* [PROBLEM REQUIREMENTS]: Rewrite every line of the data below, from the line with "of the small" up to and including the last line, and raise each coordinate in the answers by 115.

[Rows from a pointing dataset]
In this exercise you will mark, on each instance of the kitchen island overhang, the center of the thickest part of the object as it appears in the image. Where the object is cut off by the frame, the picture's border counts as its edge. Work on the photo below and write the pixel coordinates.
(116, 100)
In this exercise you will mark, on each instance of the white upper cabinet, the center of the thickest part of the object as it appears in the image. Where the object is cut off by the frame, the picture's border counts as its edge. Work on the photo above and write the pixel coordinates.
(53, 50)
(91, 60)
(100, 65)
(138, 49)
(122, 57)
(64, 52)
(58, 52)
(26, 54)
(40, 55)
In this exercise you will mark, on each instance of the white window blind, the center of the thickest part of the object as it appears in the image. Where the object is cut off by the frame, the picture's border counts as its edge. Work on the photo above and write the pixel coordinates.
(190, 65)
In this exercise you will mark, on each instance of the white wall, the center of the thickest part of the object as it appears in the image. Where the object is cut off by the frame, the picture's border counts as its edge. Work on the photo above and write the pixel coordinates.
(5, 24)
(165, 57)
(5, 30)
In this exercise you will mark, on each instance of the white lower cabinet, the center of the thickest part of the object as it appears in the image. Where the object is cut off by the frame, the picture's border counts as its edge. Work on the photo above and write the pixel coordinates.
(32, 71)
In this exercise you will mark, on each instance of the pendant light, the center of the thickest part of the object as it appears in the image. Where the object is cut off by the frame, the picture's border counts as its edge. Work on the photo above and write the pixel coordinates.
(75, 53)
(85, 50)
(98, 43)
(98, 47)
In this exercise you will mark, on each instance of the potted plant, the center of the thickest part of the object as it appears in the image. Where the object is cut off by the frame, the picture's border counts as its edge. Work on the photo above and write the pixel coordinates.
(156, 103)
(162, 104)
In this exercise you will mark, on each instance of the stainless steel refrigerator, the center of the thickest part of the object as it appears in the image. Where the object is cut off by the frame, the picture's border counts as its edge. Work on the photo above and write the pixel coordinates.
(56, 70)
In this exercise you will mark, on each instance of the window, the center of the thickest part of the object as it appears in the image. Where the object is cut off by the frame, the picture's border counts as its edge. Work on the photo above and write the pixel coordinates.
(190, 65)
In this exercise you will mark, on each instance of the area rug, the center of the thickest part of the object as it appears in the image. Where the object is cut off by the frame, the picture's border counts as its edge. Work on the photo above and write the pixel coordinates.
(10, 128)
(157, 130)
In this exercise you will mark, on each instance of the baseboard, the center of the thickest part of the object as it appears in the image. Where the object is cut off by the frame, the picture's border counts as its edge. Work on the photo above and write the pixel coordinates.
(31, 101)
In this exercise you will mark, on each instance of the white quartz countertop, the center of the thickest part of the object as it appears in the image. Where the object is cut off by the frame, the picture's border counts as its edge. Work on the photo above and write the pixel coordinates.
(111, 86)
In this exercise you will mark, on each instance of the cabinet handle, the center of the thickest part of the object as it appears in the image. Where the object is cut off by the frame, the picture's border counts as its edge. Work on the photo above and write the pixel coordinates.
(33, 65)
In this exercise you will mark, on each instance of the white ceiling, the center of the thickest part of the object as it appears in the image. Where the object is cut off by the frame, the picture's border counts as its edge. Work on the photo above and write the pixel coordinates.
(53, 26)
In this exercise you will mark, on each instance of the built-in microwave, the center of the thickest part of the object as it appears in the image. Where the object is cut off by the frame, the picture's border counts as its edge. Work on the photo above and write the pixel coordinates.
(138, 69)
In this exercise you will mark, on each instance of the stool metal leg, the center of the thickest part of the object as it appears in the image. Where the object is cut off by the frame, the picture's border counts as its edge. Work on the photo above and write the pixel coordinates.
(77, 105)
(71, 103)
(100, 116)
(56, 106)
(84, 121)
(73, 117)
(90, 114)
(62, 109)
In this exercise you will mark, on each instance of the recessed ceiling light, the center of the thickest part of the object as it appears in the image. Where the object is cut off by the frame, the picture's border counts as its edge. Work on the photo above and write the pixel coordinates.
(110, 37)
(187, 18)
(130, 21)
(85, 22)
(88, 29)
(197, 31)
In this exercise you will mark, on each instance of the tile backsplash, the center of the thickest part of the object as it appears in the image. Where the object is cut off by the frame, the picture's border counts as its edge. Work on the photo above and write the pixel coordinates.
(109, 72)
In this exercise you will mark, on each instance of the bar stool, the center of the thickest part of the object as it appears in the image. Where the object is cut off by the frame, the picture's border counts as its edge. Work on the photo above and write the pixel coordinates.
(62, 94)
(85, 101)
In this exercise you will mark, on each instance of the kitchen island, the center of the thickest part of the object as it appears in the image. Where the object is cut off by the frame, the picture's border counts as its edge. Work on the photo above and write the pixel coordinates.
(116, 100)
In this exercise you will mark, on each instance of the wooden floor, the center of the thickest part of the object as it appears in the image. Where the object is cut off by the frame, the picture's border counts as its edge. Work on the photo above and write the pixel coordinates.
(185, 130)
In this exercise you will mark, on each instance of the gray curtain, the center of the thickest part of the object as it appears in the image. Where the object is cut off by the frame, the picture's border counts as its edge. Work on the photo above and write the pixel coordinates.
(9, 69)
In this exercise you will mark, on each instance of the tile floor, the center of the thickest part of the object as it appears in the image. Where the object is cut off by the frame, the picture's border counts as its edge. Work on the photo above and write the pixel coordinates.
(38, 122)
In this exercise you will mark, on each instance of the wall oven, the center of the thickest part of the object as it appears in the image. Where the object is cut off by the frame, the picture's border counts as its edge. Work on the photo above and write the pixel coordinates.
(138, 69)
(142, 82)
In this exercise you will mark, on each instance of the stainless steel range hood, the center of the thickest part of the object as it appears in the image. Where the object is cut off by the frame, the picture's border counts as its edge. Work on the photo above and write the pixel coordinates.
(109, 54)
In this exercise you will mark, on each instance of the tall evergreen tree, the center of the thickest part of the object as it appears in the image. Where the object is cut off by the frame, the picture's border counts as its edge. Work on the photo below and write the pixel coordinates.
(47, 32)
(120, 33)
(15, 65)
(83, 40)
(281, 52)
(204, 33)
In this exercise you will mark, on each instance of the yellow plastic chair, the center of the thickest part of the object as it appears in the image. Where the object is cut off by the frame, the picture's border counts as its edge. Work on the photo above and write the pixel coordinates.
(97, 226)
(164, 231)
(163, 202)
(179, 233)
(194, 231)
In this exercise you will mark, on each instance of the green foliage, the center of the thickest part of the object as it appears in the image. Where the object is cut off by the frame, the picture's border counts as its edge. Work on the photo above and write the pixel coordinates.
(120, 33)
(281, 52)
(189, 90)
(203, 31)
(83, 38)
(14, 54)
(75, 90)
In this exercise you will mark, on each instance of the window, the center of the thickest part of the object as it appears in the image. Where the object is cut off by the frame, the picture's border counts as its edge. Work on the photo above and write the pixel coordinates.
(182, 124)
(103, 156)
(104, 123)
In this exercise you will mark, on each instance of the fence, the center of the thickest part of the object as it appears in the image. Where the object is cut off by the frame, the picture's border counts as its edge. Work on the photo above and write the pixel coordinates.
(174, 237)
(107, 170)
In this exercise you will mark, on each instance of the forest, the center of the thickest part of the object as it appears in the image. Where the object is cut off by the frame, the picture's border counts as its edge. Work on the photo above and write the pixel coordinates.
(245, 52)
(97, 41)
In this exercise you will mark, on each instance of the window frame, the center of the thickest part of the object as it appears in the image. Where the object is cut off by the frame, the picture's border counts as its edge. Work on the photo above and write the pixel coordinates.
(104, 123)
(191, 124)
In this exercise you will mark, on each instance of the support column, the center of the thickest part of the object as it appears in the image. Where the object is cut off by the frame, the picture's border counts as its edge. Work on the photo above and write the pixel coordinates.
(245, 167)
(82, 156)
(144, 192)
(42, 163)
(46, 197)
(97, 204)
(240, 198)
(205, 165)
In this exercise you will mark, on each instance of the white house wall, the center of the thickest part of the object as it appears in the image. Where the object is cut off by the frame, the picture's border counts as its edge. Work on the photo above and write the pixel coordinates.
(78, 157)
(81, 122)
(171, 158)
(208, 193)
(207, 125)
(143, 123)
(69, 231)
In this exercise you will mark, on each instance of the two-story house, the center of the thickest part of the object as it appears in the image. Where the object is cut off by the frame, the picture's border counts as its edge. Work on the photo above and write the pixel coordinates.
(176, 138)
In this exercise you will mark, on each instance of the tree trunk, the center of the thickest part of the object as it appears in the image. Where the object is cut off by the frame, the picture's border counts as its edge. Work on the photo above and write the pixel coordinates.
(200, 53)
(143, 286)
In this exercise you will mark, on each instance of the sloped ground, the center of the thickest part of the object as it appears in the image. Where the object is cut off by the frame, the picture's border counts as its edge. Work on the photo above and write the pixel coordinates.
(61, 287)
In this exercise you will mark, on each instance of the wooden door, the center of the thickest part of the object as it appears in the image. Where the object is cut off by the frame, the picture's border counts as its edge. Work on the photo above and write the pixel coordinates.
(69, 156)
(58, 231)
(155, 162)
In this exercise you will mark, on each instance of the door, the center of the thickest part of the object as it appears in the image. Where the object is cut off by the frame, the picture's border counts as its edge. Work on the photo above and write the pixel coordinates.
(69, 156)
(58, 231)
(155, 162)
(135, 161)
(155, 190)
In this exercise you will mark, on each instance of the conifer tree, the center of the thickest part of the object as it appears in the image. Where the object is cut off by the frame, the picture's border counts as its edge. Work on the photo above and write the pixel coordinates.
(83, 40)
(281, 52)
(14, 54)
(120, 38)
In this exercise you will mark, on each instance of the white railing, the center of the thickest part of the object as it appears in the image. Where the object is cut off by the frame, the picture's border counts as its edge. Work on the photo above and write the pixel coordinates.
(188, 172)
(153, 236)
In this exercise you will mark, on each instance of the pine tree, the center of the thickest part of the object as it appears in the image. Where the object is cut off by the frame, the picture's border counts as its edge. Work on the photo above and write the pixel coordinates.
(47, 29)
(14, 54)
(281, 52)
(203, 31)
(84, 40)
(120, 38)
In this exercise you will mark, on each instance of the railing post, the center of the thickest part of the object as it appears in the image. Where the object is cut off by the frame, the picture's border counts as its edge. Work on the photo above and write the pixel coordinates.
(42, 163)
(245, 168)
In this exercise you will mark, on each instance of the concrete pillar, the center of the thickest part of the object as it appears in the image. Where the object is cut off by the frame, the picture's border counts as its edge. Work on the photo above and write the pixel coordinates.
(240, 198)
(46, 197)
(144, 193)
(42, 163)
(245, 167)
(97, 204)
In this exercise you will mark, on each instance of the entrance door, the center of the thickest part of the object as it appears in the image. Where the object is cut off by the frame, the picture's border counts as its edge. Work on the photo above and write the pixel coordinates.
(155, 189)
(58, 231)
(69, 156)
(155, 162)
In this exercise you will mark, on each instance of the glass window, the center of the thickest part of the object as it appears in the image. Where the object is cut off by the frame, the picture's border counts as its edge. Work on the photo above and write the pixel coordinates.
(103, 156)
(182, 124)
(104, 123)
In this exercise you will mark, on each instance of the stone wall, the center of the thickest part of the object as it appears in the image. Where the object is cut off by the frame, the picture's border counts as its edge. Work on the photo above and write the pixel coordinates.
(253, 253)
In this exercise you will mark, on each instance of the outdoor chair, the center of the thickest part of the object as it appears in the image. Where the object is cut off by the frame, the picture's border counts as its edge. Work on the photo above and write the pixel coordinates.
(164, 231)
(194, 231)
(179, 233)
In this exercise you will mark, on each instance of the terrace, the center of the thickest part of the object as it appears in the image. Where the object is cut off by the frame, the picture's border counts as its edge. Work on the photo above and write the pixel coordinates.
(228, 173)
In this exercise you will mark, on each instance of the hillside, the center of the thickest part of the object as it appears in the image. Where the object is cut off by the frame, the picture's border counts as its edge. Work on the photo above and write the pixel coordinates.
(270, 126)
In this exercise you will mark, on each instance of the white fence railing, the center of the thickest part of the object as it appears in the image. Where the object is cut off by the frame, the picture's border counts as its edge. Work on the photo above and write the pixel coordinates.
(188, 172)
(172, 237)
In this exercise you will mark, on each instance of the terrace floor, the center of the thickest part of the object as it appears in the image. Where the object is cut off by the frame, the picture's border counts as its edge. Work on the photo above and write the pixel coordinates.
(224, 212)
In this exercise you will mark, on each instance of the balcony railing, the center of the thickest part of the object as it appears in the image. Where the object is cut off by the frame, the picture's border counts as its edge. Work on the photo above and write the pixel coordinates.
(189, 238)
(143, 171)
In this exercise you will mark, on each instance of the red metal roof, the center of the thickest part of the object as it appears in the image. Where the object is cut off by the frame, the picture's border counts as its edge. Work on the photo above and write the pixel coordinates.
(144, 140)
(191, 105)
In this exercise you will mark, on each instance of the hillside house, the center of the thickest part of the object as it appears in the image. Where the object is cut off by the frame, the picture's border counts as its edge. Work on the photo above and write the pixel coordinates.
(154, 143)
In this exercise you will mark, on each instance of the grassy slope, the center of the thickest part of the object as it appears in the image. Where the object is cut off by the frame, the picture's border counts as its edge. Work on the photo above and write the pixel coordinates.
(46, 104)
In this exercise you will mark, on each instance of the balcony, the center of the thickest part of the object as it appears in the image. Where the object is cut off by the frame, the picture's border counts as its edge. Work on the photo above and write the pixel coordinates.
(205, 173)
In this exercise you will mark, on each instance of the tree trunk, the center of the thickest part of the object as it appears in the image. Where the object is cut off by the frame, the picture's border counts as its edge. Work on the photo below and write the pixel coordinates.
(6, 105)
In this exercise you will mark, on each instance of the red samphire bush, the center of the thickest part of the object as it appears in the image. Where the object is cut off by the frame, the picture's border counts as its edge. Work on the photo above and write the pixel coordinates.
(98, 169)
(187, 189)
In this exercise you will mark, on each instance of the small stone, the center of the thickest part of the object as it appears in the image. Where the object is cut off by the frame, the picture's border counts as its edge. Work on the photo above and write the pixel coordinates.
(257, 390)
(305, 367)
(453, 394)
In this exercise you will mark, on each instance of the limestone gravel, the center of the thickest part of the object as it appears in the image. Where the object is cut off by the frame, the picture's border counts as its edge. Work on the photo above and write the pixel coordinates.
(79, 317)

* [TASK SOLUTION]:
In this exercise you will mark, on each instance of the small stone, the center of the thickest part of the object as it appears in the image. Where the object is cut off by the frame, the picture's border counts as its edge. Work on the photo above and write the pixel coordinates.
(372, 505)
(420, 482)
(568, 509)
In this exercise you will mark, on each instance of the limestone gravel, the center of the thickest part of the object as it appears in the image. Where the object is cut off by the frame, the picture's border counts as its edge. Work on the photo above and write the pixel coordinates.
(194, 432)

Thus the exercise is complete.